Rewrite every line of the records from the line with "Where can the child's" up to and including the line with "<point>586,17</point>", adding 38 to each coordinate in the answers. Leave all other lines and numbers, including the sample points, unchanged.

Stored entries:
■ ■ ■
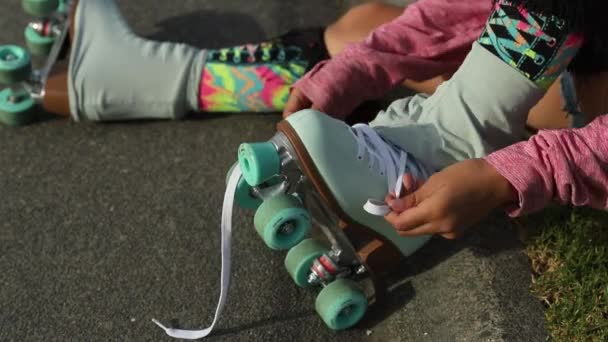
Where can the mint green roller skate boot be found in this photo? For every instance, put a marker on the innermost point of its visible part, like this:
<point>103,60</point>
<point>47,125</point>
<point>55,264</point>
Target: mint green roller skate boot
<point>337,177</point>
<point>46,36</point>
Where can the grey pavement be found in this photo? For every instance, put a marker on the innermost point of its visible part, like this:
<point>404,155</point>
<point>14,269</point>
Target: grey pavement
<point>105,226</point>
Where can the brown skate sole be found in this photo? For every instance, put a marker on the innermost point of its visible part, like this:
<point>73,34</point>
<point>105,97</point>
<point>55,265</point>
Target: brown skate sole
<point>56,97</point>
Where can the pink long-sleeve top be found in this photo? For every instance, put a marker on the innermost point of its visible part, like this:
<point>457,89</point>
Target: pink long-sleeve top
<point>430,38</point>
<point>570,166</point>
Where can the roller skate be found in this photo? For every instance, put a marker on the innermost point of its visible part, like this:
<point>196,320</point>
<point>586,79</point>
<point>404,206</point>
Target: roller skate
<point>319,170</point>
<point>45,37</point>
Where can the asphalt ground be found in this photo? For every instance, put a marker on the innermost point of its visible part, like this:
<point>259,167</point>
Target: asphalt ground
<point>105,226</point>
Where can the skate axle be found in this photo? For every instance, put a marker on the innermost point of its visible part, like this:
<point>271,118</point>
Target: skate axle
<point>8,57</point>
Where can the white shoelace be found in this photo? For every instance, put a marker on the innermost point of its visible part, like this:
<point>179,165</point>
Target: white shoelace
<point>226,227</point>
<point>392,162</point>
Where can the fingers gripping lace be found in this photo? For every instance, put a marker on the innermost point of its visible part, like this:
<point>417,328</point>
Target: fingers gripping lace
<point>389,159</point>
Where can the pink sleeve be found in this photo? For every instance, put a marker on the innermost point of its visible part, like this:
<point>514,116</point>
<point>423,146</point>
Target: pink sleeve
<point>570,166</point>
<point>430,38</point>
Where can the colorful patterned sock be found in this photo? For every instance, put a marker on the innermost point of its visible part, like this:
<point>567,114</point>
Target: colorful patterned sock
<point>257,77</point>
<point>539,46</point>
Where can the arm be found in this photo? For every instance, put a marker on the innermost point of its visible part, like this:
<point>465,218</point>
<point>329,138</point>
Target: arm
<point>430,38</point>
<point>570,166</point>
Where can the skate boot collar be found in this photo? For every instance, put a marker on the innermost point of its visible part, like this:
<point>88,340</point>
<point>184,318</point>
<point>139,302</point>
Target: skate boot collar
<point>391,161</point>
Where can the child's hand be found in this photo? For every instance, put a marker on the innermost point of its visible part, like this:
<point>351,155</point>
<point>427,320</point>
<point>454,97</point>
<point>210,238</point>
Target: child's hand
<point>450,201</point>
<point>297,102</point>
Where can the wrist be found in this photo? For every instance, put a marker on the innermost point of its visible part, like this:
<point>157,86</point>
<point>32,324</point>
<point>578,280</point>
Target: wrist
<point>504,193</point>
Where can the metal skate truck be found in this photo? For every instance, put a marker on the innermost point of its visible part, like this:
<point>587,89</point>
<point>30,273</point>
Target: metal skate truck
<point>319,171</point>
<point>46,37</point>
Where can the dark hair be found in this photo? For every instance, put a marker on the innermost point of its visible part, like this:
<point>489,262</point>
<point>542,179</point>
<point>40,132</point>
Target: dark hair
<point>586,17</point>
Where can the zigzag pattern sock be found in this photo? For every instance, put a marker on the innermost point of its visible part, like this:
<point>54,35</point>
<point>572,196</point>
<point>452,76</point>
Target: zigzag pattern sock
<point>539,46</point>
<point>257,77</point>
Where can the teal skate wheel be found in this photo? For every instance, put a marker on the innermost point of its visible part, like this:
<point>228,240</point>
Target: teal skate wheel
<point>300,258</point>
<point>243,196</point>
<point>17,112</point>
<point>15,64</point>
<point>282,222</point>
<point>40,8</point>
<point>38,45</point>
<point>259,162</point>
<point>341,304</point>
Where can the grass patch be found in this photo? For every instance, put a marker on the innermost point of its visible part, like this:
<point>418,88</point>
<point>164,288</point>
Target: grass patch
<point>569,253</point>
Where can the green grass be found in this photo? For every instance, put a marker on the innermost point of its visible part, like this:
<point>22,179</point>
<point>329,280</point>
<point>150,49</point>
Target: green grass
<point>569,253</point>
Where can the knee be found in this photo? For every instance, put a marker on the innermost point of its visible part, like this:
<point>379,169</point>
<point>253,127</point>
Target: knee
<point>357,24</point>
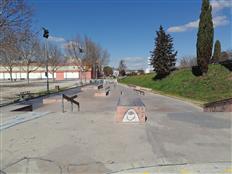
■ ■ ■
**Exercise answer:**
Where can the child's hand be found in this photo? For every instance, put a marker on the innermost point of its visible part, like this:
<point>351,155</point>
<point>427,320</point>
<point>454,97</point>
<point>210,238</point>
Target: child's hand
<point>488,239</point>
<point>335,140</point>
Where can the wrist be found in this photo? For every instance, put a marker on the innermost point of its visible part, like this:
<point>157,86</point>
<point>32,324</point>
<point>578,280</point>
Target: wrist
<point>542,231</point>
Where can the metal skate truck be found in this photo? For every instance, put a marker on the innermost point of its visible part, like this:
<point>587,89</point>
<point>30,273</point>
Target: metal skate truck
<point>357,209</point>
<point>84,75</point>
Where can the dark hair be found in this photo? For every instance, put a marker on the innermost point of its visible part, like this:
<point>489,262</point>
<point>542,179</point>
<point>40,132</point>
Target: dark hair
<point>624,55</point>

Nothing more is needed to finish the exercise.